> Problem to work on
Copy out, unchanged, the part of the data below that opens with the line containing "Q. Point to the green" and closes with the line containing "pixel 588 571", including both of those lines.

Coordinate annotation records
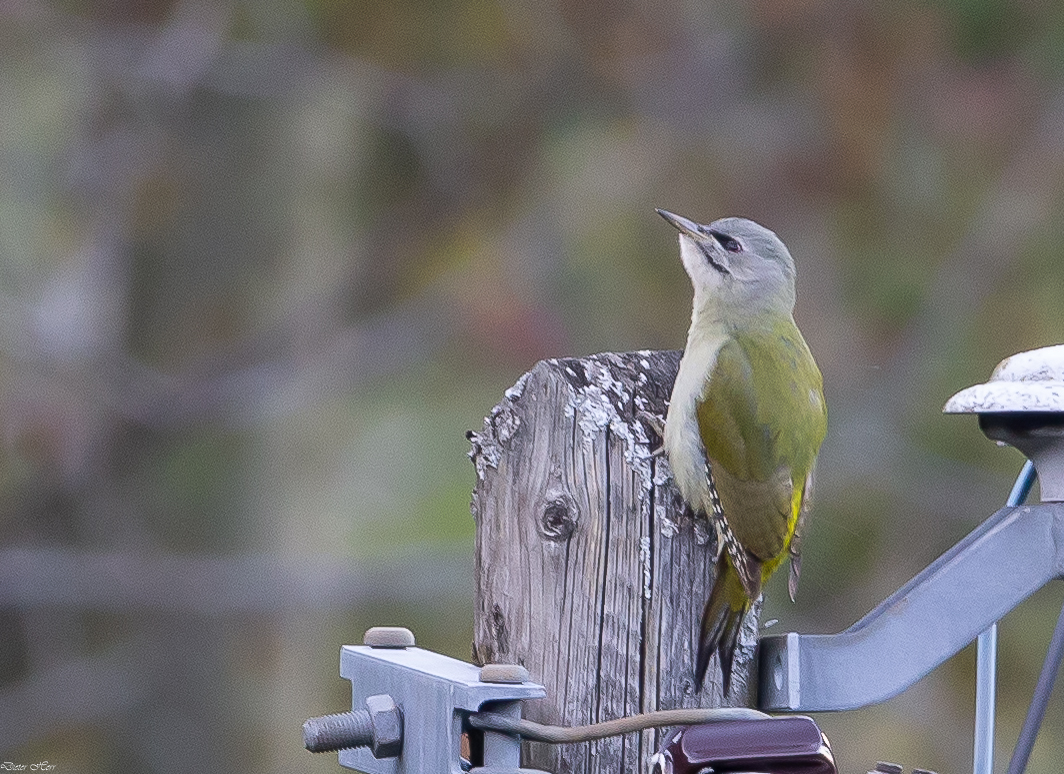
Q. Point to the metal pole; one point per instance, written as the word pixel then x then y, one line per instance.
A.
pixel 1036 711
pixel 986 657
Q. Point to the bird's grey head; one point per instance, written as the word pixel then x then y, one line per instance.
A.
pixel 737 267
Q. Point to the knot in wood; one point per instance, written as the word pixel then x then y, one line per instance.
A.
pixel 559 521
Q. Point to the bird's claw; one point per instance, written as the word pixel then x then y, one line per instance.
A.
pixel 655 424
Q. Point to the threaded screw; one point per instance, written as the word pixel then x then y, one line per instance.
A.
pixel 379 726
pixel 338 731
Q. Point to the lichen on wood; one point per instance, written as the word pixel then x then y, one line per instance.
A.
pixel 589 571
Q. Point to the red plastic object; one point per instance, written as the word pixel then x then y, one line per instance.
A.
pixel 775 745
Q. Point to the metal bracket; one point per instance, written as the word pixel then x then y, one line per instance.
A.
pixel 434 693
pixel 998 565
pixel 1003 561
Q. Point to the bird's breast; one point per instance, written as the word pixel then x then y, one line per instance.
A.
pixel 683 442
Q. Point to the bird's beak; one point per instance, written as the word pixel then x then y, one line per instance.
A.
pixel 683 225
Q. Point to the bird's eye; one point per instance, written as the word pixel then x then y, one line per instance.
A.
pixel 727 242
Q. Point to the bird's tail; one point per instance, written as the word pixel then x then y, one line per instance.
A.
pixel 721 621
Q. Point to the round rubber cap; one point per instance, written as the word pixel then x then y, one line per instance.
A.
pixel 503 673
pixel 388 637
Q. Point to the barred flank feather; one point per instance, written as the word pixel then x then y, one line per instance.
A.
pixel 721 621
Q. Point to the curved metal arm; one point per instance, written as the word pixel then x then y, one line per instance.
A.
pixel 1000 563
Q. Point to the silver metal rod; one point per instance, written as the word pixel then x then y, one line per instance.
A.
pixel 986 658
pixel 985 690
pixel 1036 711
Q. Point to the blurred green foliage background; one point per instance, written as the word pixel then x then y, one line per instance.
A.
pixel 262 264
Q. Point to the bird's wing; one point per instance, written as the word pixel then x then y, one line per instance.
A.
pixel 795 548
pixel 759 470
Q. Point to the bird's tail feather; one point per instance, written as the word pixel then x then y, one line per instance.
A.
pixel 721 621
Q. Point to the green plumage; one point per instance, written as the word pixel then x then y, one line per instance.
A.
pixel 761 418
pixel 746 416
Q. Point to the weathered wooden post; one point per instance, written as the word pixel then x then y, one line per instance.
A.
pixel 588 571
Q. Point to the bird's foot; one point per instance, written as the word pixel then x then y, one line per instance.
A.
pixel 655 424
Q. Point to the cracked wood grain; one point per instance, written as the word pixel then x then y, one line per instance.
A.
pixel 589 573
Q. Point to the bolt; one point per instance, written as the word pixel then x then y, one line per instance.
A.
pixel 503 673
pixel 386 721
pixel 388 637
pixel 378 727
pixel 337 731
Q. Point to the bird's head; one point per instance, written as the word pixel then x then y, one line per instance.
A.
pixel 740 268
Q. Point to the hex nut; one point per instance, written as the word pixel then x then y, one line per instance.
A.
pixel 503 673
pixel 385 719
pixel 388 637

> Right answer
Q. Point to the green plumage; one point per instance, written as the word pixel then x then y, one line per instance.
A.
pixel 761 418
pixel 746 416
Q. Point to the weathered wooden post; one point per instance, written as the word pixel then x then y, one line per instance.
A.
pixel 588 571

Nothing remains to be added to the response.